§ **Given problem**
Return every entry exactly as written.

[START Records for this task]

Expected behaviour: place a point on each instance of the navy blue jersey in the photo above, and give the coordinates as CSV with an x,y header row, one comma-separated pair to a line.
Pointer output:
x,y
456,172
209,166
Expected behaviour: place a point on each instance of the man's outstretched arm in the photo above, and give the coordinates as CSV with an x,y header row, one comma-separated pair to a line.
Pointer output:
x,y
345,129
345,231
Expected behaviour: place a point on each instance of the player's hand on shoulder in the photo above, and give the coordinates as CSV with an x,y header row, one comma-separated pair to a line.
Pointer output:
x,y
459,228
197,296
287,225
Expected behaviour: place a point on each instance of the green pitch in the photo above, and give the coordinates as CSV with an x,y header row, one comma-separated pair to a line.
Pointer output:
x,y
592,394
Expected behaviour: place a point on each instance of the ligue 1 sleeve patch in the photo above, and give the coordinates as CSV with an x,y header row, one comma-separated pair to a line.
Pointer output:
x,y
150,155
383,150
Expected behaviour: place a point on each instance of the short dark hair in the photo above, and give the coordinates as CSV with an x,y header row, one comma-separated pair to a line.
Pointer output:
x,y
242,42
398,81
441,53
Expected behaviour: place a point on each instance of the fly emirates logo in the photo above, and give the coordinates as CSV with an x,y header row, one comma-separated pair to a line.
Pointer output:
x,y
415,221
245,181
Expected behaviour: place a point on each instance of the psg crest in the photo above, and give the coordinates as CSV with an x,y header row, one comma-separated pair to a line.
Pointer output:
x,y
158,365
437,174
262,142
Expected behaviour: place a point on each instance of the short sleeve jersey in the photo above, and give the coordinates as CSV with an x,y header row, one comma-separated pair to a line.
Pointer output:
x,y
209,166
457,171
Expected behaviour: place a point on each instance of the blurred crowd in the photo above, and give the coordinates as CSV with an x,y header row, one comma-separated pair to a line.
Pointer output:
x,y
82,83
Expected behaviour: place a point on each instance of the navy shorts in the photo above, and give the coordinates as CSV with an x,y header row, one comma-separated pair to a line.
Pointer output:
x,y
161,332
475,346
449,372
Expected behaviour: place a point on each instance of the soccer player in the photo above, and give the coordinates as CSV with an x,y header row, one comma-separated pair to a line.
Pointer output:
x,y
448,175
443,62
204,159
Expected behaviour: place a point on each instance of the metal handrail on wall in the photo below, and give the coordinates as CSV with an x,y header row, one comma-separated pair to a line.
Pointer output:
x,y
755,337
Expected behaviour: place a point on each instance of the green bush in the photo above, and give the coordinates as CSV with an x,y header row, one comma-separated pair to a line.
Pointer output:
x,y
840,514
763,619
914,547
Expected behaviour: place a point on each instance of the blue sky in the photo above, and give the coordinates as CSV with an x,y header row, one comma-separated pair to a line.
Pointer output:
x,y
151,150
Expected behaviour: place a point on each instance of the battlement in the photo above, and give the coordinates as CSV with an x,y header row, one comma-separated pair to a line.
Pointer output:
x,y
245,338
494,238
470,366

[END Records for this task]

§ **Final result**
Expected behaviour: place a point on each instance of the navy blue jersey in the photo above, and give the coordinates as CSV with an x,y header row, one comma-separated pair to a line.
Pointer output:
x,y
456,172
209,166
Expected behaviour: place a point on each instance of the man's outstretched arm in the photo above, and give the coordinates as CSV with an x,y header row, one comma-separated pair to a line.
Pointer output:
x,y
345,129
345,231
Expected behaviour: place a point on each instance of the player's hand on shoulder in the photo above, and give the coordinates as CSV with an x,y header row, one comma-separated pair to a line.
Pointer output:
x,y
459,228
197,296
287,225
Expected behaviour: place a point on each instance of the green pitch in the photo above, and give the coordinates as CSV with an x,y header row, one comma-separated pair to a line.
Pointer output:
x,y
592,394
Expected behaviour: place a point on each instance of the ligue 1 sleeve patch in the photo above, and give the coordinates as CSV with an x,y header row, one comma-separated pair to a line.
Pointer output:
x,y
150,155
383,150
Expected behaviour: place a point on each instance of the short dark hair in the photo above, and give the coordinates as CSV with an x,y header row, one comma-separated pair to a line.
Pointer output:
x,y
242,42
398,81
441,53
Expected behaviour: place a point on each instance of the fly emirates logo in the photo above, and give the coordinates as CSV with an x,y header row, one comma-separated pair to a line.
Pointer output:
x,y
415,221
245,181
Expected behaviour: place a point on each instance of the psg crest in the photo above, and give the coordinates as CSV with an x,y header row, one comma-separated pair to a line.
Pointer output:
x,y
158,365
437,174
262,142
Expected behaviour: place a point on each instance of the short sleeve jersey in the photo above, and give the coordinates as CSV with an x,y header row, one comma-separated pair to a line.
Pointer output:
x,y
209,166
457,171
Expected behaviour: place a point on each instance of the blurred crowd in the photo above, and give the coordinates as CSV with an x,y header row, one comma-separated pair to a line.
Pointer output:
x,y
82,83
Expected behaviour: place a point on each instance of the navy shorts in the photo above, and give the coordinates as CSV with an x,y header row, one comma-separated pair to a line.
Pointer output:
x,y
161,332
475,346
449,372
Expected behaviour: place a point on each instance of the soccer player in the photo above, and give the coordinates as CSV with an x,y header row, one comma-separated pair to a line.
Pointer output:
x,y
448,175
443,62
204,159
Expected behaviour: place a point on each instance of the metal handrail on wall in the photo below, and give the coordinates as CSV with an x,y header row, one comma-separated pair to a line.
Pointer output:
x,y
755,337
Expected behaviour: place a point on each instance of the green bush in the photo above, and give the coordinates as CSV with an x,y header row, one comma-separated pair to a line.
Pointer output:
x,y
840,514
763,619
914,547
Expected behaviour: place a point on each instance of the blue sky in the photo above, and give the coordinates as CSV with an x,y header row, one comma-separated pair to a line.
Pointer output:
x,y
151,150
Expected behaviour: place a point on each instance of the battlement in the photo above, and give the coordinates as CSV with an x,y header row, one comma-separated pair to a line.
Pointer output:
x,y
245,338
494,238
470,366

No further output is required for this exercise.